> **WHAT THE TASK ASKS**
Return the data below verbatim, copying every line from the first through the last with no changes.

> **DATA LINES**
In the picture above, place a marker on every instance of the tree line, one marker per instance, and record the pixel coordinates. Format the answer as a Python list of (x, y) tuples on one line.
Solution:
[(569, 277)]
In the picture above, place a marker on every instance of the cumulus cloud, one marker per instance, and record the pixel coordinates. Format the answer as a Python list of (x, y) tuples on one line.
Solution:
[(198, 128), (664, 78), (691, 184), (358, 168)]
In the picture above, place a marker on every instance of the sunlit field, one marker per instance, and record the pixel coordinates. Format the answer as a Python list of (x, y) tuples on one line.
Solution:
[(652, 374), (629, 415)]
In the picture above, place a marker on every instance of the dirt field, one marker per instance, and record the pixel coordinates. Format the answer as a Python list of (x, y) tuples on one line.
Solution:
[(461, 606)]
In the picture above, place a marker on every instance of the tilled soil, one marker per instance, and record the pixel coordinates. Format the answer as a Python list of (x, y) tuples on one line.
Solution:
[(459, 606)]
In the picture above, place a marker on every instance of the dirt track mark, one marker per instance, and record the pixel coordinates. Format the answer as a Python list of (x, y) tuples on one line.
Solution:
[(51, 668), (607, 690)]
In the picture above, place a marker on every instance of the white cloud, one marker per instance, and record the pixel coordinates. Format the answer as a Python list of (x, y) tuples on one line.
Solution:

> **OUTPUT OF THE EXERCISE**
In the picture above, place a marker on every instance of the tree line, one marker per instance, and record the pixel coordinates. Format the answer as a Python list of (x, y) tuples on one line.
Solution:
[(569, 277)]
In the picture above, place a marker on every instance of the cumulus cloud, one marker per instance, and record the pixel coordinates. Format the answer as a Python list of (x, y) tuples on one line.
Solution:
[(198, 128), (664, 78), (691, 184), (358, 168)]
In the picture above, place a marker on every instance of the sunlit field, one marker per instance, and record the pixel coordinates. Format the answer as a Python list of (x, y) tuples on one line.
Solution:
[(652, 374), (629, 415)]
In the picture above, place a marker on every instance of the dirt field, one marker per instance, and record the pixel coordinates. Format the answer as a Python list of (x, y) tuples on one line.
Solution:
[(461, 606)]
In the picture above, place a marker on every instance of the tilled soil, one marker per instance, and record the pixel coordinates. Format the answer as a Python list of (x, y) tuples on one line.
Solution:
[(459, 606)]
In the picture above, place a marker on every instance of the dirt track mark, one marker per instance, and record the pixel coordinates. Format the answer as a Python list of (x, y) tuples on one line.
Solution:
[(51, 668), (607, 690)]
In the picture above, place a marker on every instance of the white cloud, one marker per instance, and record the pixel coordinates. Format the answer as a Python list of (x, y) tuples on one line.
Solution:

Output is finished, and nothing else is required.